■ **GIVEN PROBLEM**
Report every line in the records below that contains the word "water", copying each such line in full.

■ **EXTRACTED DATA**

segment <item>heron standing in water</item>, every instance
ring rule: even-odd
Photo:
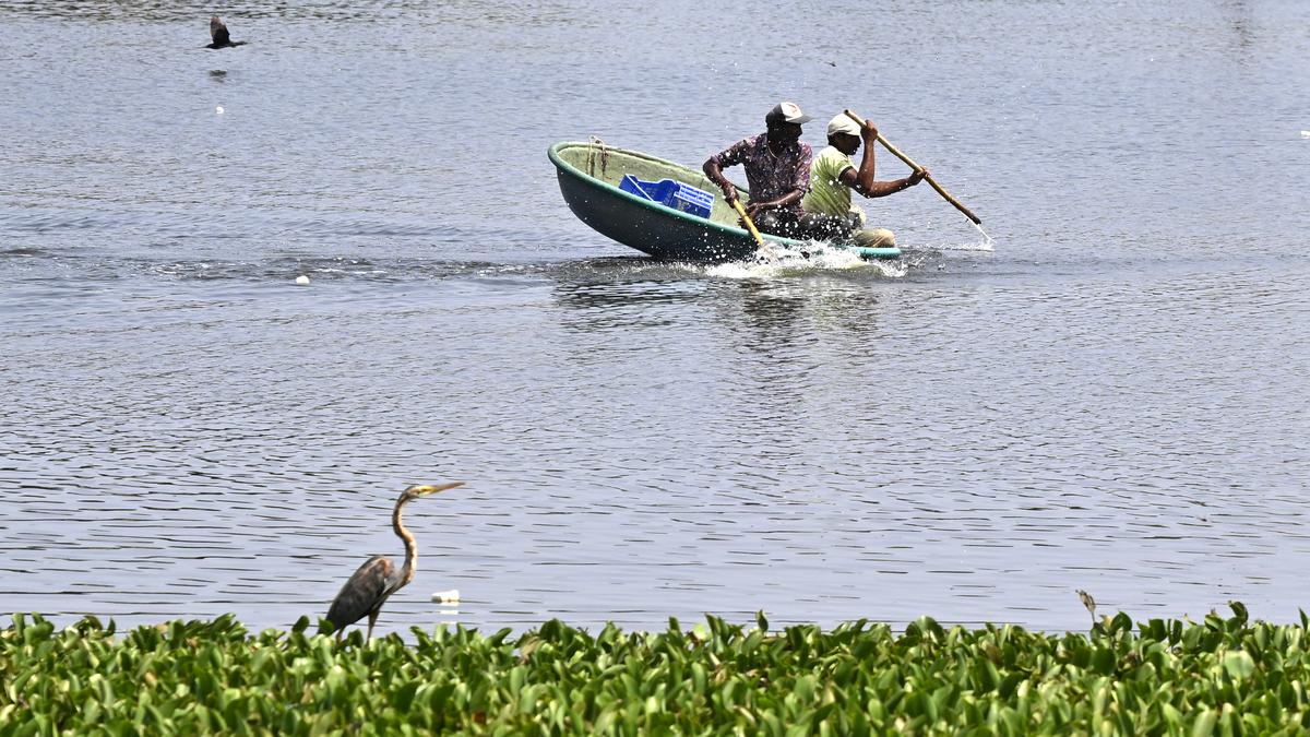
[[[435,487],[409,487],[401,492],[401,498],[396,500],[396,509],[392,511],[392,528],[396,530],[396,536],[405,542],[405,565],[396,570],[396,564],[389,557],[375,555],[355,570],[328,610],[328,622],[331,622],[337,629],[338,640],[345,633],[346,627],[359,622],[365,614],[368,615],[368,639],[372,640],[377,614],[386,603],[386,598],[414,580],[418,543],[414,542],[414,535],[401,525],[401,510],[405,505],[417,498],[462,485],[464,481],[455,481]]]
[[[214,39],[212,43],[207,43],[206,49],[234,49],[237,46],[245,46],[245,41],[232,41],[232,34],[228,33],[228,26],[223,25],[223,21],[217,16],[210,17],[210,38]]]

* * *

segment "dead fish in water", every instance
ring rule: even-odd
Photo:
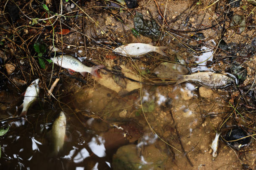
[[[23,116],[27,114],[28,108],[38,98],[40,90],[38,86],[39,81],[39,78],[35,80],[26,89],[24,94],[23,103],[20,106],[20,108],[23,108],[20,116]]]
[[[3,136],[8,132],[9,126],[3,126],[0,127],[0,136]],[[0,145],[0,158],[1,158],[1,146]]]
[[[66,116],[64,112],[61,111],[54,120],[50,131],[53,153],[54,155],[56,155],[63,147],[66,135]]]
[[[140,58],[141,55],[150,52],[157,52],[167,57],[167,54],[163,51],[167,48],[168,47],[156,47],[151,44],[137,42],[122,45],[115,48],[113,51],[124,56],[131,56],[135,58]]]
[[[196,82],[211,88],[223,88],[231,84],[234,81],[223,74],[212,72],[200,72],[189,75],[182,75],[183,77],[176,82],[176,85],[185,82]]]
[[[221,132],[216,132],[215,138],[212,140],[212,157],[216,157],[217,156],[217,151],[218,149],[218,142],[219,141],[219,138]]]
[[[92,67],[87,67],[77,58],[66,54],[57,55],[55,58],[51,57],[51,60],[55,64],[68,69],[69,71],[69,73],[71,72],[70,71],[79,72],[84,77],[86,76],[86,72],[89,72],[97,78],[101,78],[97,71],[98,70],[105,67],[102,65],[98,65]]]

■ **OUTPUT**
segment <item>heron standing in water</item>, every instance
segment "dead fish in water", every instance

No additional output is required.